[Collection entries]
□ □ □ □ □
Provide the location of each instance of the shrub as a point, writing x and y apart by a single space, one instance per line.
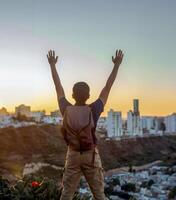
172 193
129 187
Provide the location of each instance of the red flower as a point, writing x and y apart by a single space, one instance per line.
35 184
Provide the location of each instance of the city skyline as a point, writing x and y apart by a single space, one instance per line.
105 114
85 35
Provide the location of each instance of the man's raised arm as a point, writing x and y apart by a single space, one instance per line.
117 61
52 59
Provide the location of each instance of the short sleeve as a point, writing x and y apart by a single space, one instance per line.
97 108
63 103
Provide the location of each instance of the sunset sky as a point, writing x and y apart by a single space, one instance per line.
85 34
□ □ □ □ □
WHAT YOU NEED TO DO
Transcribe every line of the entries above word for word, leaving out the pictures.

SOLUTION TO THIS EXERCISE
Provide the location of each instance of the shrub as a point, writing x and y apart by a single space, one instance per line.
172 193
129 187
Provide the location of each instance of the red flower as a point, writing x and y apart by a single space, one instance per line.
35 184
Provide the location of each instance of the city skyline as a point, writing x and y apart by a single space, one instance per line.
105 114
85 35
Provide the location of each instance of the man's raised arm as a point, writing x and y apart by a single space, one instance per line.
117 61
52 59
Provide the location of each instance of the short sleeve as a point, writing x and y apart by a single space, one instance per line.
97 108
63 103
Provide the location of each instance of the sunset sky as a point, writing x and y apart by a single space, one instance per line.
85 34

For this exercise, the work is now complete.